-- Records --
════

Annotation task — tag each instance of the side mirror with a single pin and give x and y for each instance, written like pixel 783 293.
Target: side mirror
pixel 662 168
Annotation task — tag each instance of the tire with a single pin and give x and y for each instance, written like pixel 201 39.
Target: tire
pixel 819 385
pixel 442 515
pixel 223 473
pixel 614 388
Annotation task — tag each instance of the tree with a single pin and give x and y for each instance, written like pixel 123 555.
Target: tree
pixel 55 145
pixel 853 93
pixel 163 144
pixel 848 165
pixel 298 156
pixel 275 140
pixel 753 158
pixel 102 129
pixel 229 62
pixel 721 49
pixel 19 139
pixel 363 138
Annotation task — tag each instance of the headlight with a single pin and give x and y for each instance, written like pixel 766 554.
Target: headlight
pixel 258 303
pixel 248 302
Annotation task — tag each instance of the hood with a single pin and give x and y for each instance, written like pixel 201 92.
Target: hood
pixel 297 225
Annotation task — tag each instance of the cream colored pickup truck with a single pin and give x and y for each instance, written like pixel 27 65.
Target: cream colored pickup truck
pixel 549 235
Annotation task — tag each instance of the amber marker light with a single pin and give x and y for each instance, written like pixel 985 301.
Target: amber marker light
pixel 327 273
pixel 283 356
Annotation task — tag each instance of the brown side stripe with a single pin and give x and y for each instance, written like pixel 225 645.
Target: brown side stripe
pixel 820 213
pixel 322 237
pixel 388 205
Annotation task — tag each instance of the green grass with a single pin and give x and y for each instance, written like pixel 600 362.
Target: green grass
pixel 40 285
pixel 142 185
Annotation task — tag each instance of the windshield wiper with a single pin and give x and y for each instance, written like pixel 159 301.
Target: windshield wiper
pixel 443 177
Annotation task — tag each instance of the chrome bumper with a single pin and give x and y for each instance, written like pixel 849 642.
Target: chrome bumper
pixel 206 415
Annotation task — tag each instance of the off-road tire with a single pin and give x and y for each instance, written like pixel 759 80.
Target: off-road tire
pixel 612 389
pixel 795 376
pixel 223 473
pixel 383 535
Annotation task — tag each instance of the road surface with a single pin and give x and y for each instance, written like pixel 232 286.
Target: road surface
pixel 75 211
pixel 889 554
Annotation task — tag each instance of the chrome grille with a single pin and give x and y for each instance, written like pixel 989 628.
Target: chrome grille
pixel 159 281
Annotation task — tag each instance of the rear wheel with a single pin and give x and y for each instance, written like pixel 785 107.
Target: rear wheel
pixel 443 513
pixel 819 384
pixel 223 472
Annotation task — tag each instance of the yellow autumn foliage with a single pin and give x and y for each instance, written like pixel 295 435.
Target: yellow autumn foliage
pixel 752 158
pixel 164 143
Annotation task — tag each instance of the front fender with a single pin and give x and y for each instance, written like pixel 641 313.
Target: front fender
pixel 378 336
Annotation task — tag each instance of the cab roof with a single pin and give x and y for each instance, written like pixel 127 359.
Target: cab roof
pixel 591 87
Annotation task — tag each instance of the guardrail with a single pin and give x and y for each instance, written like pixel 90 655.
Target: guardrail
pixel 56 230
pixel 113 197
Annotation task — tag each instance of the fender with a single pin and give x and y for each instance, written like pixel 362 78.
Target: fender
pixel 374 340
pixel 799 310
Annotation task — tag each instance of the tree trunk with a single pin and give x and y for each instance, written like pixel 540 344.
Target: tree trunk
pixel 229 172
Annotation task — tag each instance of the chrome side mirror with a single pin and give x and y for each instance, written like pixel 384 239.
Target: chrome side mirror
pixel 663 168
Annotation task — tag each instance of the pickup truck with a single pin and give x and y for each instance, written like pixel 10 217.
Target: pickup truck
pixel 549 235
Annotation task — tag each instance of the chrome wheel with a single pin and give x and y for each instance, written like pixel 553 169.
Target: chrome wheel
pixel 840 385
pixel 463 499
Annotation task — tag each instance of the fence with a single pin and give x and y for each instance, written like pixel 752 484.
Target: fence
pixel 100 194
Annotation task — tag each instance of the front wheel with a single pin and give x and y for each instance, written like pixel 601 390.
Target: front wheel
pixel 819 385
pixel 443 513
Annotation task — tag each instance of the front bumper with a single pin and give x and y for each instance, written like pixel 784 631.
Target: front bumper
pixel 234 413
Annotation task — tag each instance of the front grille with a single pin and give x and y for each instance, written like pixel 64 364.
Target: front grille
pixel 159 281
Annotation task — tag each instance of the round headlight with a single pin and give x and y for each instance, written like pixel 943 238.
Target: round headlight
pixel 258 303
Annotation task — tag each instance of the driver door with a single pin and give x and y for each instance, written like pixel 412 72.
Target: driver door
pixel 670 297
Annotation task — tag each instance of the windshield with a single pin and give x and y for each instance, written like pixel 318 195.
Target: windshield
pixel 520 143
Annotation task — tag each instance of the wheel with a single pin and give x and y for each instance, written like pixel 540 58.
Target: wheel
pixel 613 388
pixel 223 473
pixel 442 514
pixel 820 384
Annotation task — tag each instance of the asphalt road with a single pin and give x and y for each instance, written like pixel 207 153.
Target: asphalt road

════

-- Challenge --
Quote the entries word for word, starting at the line with "Annotation task — tag each instance of the chrome grille" and continuing through the line with "pixel 164 143", including both of those lines.

-- Answer in full --
Annotation task — tag each instance of the chrome grille with a single pin and give x and y for each instance, written like pixel 989 628.
Target: chrome grille
pixel 159 281
Annotation task — tag each instance of the rear wheel with a single pin and give x and y for each instance, written like pixel 785 107.
Target: rear wheel
pixel 443 513
pixel 819 384
pixel 223 472
Annotation task — tag each instance of the yellow autumn foliage with a single pin and give x and y for each instance, written like pixel 295 435.
Target: yellow autumn foliage
pixel 752 158
pixel 164 143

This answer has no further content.